## Qué harás
**A)** Resume en dos oraciones el texto sobre la maternidad.
**B)** Prosigue el texto sobre la maternidad a partir de donde termina.

En el polvo del mundo se pierden ya mis huellas;

me alejo sin cesar.

No me preguntes cómo pasa el tiempo.

JOSÉ EMILIO PACHECO

Tal vez la maternidad sea una caja de resonancias infinitas. El afluente sanguíneo donde se juntan la madre, la abuela, la bisabuela, las mujeres que nos vuelven una constelación de miradas e historias. Al pensar en ellas afloran preguntas que no se han pronunciado en voz alta, pero que gravitan sobre vidas enteras. Mi abuela perdió a su madre cuando apenas contaba doce años. Su padre, un excombatiente zapatista, la casó a esa edad. De un momento a otro se convirtió en una niña responsable de gestionar un hogar. No hubo elección, la suya no fue una vida donde pudiera tomar las decisiones fundamentales. ¿Cómo aprendió a ser madre, cómo asimilaba lo que le estaba sucediendo? Tuvo siete hijos y un marido que desapareció. Creo que en el alma de mi abuela hubo siempre más interrogantes que respuestas.

Durante dos años mi madre temió no poder concebir. Estaba lejos de su tierra y de su gente cuando nací, y no le gustó dar a luz una niña. Ella había experimentado en carne propia que ser mujer sumaba una desventaja tras otra. Mi abuela había protegido más a sus hijos varones, reproducía de alguna forma el gesto de su padre: las niñas son un problema del que hay que deshacerse pronto.

Es verdad que hay preguntas que no hice a mi abuela antes de que muriera; tampoco se las he hecho a mi madre. Me enseñaron a verlas así: mujeres intocables en sus silencios.

***

Leo muy conmovida Tiempo de llorar, de María Luisa Elío, española exiliada en México. Se trata del relato autobiográfico de su regreso a Pamplona, lugar en el que transcurría su infancia cuando su padre fue preso, durante la Guerra Civil. Tres años pasan en los que la niña, sus dos hermanas y la madre ignoran si él sigue vivo. Al cabo de varias peripecias logran escapar a Francia, donde un día se reencontrarán con el padre, un hombre tan golpeado por las penurias y la experiencia de la clandestinidad que les costará reconocerlo.

Años más tarde, desde el exilio y en medio de una crisis, María Luisa decide viajar a su ciudad natal junto con Diego, su hijo de cinco años. Lo ama profundamente, y encuentra en él una especie de dispositivo vital: «Comprendo que por mi hijo no puedo quedarme así, sin moverme, sin hablar, casi sin pestañear». Ese acompañante se convierte en un ancla poderosa que la conecta a la tierra.

Alguien dijo que los niños no sienten nostalgia. Si es así, Diego se presenta como un contrapeso insuperable para esta mujer que va buscando el Edén perdido de su niñez, los rincones compartidos con su familia, una madre que aún no enfermaba y el amor por el padre que nunca retornó, convertido en alguien distinto. Necesita volver a mirar lo que recuerda. Cristalizada en un tiempo lejano, María Luisa escribe: «Algunas noches tengo miedo de llegar a la nada y me agarro a la mano de mi hijo, como si fuera la única verdad».

## Ítems almacenados
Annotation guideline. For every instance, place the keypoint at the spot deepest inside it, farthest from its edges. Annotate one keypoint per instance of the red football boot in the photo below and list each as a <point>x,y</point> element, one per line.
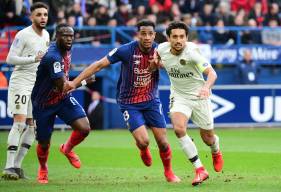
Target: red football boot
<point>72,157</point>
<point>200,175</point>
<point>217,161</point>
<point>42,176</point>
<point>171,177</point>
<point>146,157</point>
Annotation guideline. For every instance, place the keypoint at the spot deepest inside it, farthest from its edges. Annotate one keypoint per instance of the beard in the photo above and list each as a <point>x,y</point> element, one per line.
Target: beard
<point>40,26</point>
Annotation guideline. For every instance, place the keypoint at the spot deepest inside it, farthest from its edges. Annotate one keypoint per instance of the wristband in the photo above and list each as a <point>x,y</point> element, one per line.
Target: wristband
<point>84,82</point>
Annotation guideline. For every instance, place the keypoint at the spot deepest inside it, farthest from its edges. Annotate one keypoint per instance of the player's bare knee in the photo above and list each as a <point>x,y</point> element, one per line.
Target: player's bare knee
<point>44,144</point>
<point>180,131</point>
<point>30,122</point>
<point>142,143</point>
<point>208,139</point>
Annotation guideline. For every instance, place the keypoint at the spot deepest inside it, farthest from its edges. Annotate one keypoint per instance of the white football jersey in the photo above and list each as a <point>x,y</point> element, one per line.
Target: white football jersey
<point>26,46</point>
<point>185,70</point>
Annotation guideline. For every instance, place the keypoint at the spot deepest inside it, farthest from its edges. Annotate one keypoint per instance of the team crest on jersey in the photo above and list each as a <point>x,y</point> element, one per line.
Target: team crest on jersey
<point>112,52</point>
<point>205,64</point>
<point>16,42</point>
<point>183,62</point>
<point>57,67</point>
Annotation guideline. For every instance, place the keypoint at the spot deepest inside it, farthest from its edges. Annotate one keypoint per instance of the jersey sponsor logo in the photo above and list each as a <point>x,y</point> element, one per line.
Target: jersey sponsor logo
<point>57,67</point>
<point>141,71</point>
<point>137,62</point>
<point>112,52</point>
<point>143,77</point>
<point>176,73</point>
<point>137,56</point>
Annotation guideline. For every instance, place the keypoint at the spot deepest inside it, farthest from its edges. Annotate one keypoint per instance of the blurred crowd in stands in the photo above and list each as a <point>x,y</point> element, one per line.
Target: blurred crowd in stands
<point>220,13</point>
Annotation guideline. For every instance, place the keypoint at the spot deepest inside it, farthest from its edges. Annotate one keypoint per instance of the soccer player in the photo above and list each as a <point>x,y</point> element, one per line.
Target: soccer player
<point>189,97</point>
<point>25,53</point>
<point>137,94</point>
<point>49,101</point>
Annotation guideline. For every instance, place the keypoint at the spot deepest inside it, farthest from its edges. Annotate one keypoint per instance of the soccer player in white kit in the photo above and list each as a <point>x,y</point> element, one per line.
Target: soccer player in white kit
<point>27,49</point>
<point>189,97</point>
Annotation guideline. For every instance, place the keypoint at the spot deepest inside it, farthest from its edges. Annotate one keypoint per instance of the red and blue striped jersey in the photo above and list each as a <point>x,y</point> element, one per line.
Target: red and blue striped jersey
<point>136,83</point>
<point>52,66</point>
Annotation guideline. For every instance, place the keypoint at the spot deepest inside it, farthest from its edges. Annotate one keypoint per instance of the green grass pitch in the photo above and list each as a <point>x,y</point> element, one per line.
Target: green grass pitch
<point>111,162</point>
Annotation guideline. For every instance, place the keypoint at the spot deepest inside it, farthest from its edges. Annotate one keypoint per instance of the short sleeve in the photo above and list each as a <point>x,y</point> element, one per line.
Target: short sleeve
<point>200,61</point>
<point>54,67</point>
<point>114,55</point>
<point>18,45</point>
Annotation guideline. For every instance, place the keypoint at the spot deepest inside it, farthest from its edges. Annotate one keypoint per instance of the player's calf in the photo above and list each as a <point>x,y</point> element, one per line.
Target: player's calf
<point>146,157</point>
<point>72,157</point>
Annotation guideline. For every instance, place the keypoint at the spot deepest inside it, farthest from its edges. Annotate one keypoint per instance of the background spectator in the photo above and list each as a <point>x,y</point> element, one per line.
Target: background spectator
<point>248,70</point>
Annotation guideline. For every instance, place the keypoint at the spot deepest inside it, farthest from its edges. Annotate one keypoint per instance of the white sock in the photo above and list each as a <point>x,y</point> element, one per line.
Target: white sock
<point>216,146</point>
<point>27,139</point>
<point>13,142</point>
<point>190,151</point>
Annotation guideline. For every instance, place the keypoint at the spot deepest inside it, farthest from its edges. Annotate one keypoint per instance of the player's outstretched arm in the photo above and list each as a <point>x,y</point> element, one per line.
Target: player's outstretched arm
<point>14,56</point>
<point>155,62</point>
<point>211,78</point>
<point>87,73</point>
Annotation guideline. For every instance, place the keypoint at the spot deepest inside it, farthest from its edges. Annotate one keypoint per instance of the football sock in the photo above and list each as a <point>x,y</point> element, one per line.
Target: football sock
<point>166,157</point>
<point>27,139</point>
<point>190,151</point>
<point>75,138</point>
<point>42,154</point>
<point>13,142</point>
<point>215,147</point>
---
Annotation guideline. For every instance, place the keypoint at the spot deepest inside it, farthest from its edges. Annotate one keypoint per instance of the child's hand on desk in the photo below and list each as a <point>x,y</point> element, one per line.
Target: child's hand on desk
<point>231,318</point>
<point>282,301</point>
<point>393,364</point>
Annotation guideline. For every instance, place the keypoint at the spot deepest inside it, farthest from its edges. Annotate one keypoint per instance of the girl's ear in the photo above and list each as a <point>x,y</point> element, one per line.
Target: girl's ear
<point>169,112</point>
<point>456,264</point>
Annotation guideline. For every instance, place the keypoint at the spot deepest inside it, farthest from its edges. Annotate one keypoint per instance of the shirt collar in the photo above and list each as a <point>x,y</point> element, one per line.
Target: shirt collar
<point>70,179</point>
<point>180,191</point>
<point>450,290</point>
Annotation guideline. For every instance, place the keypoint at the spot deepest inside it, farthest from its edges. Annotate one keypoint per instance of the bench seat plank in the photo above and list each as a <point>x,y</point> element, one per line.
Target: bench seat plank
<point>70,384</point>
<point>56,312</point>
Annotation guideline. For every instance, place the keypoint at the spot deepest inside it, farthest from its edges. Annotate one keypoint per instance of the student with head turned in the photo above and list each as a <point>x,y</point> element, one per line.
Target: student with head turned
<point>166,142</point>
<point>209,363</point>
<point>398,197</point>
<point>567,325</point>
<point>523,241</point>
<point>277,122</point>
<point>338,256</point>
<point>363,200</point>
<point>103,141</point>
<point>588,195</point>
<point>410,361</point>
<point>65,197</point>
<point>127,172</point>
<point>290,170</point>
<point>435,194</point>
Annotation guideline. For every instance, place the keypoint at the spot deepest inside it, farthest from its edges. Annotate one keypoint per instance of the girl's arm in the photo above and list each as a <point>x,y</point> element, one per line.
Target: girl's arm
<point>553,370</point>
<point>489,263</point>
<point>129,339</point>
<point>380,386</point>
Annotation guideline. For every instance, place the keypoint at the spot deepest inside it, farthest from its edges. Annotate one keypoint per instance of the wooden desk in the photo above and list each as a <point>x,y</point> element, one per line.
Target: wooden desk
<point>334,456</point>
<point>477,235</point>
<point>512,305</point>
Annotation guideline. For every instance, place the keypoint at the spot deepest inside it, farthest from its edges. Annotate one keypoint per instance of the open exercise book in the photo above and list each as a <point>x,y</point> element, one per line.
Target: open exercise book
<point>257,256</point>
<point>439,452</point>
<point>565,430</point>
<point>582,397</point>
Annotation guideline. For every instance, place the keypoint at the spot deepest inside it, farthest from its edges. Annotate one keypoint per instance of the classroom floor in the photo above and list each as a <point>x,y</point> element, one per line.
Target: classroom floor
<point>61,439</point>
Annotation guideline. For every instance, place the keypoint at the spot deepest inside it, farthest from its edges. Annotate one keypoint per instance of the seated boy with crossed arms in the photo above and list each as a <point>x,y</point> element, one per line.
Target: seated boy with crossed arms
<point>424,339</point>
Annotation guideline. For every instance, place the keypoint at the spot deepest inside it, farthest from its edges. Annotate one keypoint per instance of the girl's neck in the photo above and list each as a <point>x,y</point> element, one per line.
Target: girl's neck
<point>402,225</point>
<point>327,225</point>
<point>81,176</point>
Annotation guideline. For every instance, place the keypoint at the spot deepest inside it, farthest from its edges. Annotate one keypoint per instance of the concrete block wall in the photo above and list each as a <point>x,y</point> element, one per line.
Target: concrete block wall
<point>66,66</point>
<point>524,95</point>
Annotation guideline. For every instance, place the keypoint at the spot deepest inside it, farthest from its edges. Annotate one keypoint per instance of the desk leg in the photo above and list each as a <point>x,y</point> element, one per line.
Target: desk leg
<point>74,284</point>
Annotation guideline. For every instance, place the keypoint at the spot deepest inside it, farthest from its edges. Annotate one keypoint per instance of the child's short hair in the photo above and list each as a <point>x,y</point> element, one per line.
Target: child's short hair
* * *
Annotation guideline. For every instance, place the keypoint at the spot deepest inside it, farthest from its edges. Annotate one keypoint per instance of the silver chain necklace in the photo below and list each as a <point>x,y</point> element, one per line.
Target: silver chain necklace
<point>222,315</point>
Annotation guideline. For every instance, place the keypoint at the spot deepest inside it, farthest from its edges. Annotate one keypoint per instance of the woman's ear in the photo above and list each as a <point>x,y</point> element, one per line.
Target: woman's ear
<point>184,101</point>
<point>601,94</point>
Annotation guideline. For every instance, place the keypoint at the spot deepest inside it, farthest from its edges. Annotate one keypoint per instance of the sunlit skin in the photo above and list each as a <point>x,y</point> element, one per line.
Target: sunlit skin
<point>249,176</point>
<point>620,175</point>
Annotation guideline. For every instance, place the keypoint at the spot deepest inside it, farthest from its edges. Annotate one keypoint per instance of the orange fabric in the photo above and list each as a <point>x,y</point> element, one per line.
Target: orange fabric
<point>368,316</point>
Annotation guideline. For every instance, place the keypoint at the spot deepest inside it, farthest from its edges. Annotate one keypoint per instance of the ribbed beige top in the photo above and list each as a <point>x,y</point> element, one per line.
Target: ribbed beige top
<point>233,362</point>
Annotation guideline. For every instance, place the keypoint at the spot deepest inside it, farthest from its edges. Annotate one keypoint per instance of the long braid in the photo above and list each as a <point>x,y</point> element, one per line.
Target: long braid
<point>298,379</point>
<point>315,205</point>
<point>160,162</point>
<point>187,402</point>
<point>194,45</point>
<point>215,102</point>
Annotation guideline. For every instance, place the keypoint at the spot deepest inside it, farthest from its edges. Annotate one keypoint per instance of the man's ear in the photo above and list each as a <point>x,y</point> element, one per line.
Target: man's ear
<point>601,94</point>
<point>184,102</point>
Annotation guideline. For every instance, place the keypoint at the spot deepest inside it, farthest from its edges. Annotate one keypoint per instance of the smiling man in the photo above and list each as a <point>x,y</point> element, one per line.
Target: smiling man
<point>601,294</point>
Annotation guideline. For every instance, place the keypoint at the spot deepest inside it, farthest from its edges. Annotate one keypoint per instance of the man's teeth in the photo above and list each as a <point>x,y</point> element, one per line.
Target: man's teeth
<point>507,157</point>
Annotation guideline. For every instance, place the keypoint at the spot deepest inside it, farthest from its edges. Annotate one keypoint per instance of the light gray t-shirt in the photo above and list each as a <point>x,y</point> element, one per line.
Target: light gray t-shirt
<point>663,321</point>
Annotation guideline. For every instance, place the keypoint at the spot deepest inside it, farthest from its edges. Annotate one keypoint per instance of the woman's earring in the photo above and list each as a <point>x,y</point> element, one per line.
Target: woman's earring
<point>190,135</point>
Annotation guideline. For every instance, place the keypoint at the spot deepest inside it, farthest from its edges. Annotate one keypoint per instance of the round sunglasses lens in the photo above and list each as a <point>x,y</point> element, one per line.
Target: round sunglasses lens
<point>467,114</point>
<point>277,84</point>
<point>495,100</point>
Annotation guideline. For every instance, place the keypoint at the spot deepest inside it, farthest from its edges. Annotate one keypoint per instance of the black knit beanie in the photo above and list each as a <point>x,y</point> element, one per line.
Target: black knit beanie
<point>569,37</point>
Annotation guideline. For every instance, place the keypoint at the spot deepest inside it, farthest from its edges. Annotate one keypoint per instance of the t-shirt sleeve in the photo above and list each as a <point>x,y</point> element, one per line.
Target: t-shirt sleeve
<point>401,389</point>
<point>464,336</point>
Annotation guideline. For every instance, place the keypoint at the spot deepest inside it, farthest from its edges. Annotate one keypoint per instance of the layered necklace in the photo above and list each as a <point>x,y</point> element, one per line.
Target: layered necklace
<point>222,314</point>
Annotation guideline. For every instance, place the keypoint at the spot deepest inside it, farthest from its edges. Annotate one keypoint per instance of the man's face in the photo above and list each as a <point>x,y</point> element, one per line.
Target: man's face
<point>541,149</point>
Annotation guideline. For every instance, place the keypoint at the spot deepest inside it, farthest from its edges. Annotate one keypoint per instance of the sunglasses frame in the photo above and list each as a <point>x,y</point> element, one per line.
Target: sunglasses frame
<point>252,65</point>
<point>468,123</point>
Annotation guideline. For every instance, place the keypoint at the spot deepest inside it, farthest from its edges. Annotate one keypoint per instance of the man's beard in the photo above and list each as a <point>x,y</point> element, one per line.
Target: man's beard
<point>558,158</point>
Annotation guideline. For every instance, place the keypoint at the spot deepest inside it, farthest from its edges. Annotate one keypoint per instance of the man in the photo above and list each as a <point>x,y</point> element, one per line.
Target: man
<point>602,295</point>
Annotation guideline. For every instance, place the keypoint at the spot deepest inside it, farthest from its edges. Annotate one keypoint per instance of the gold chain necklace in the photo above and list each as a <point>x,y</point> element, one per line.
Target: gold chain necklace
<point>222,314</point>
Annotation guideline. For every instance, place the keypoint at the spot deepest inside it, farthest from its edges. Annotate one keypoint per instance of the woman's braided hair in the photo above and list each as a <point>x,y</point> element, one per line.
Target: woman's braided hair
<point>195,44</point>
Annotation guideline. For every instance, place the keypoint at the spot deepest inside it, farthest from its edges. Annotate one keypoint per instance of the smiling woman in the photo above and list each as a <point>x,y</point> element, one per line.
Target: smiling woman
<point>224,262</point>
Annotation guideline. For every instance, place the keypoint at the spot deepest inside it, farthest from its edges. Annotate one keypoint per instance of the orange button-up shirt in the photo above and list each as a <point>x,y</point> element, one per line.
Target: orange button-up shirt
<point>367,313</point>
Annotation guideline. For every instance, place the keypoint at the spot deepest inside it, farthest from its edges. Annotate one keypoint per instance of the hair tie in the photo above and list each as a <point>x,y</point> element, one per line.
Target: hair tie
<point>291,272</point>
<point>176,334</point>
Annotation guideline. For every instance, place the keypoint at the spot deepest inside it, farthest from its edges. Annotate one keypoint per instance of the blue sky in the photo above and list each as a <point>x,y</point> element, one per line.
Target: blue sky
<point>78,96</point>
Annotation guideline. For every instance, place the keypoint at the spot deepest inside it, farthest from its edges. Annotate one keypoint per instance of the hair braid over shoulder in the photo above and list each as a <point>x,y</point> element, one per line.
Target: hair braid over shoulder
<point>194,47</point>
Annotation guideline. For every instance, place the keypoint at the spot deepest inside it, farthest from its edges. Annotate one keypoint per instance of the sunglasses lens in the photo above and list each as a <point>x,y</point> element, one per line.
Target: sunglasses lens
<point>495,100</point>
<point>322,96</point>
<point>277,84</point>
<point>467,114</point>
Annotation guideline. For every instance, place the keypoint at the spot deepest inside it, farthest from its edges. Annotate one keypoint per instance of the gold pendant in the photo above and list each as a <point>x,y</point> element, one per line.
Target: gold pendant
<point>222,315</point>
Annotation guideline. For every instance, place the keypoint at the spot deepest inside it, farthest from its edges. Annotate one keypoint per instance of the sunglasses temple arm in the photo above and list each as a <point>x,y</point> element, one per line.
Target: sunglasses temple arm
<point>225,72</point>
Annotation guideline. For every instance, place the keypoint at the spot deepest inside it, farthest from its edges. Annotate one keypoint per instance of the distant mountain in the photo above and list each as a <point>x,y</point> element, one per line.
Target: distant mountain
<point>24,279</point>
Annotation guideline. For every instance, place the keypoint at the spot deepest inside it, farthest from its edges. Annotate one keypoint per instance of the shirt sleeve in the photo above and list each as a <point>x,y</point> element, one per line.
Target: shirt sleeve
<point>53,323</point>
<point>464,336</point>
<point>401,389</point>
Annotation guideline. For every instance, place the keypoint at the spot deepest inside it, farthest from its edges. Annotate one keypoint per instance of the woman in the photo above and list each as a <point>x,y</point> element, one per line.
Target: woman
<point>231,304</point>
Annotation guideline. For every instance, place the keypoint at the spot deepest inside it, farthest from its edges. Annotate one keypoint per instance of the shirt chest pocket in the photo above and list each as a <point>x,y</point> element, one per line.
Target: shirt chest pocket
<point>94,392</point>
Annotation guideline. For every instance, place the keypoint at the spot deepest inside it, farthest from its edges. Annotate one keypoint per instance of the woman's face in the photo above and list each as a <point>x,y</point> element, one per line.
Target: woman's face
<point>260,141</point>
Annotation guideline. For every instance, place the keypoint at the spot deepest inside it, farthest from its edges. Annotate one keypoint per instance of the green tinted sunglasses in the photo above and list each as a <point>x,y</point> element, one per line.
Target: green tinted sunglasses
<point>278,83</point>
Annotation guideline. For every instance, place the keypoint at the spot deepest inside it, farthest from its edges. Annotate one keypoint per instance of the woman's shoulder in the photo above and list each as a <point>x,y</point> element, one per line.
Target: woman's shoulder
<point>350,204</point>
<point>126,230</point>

## Respuestas por tarea
**A)** La narradora recuerda a su abuela, que perdió a su madre a los doce años y fue casada a esa edad por su padre, y a su madre, a quien no le gustó dar a luz una niña. También comenta Tiempo de llorar, de María Luisa Elío, relato autobiográfico de su regreso a Pamplona con Diego, su hijo de cinco años, que se convierte en un ancla que la conecta a la tierra.

**B)**
Pienso en los personajes de mi novela Vestido de novia. Una mujer que viaja con su hijo pequeño al mar para dejar las cenizas de un hombre al que amó muchos años atrás, en otra vida, un hombre que no es el padre de esa criatura. Ahí está también esa escena inagotable, la mujer de la mano del niño. En esa imagen ella sostiene al pequeño, pero él ampara por igual a su madre.

En la novela sostengo que para los hijos los padres nacen con ellos: ¿cómo puede haber una existencia que los antecede? Qué raro es un mundo que ellos no habitaban. Mi personaje tiene una vida anterior que sigue doliendo porque hay cosas que nunca dejan de doler. Aquí la memoria ocupa un lugar esencial, es todo. Mi personaje y el de Elío se asemejan en esa necesidad de buscar los rostros del pasado, sólo así podrán borrarlos, sólo así habrá paz. «Y ahora me doy cuenta que regresar es irse» es la primera línea de Tiempo de llorar. Estas mujeres no son madres silenciosas y necesitan mostrarse, quieren que sus hijos sepan quiénes son ellas, que las conozcan. No se trata sólo de transferirles una cierta herencia genética, es trasladarles la memoria más íntima, hablarles con la voz de las confesiones, revelarse.

Y mientras estas madres ovillan sus recuerdos, mientras buscan una tumba en el cementerio o el destino para unas cenizas, otra mirada crece. La del niño que acompaña a la madre en la aventura de cazar las huellas del tiempo transcurrido, de ver cómo desaparecen cosas que él nunca ha visto.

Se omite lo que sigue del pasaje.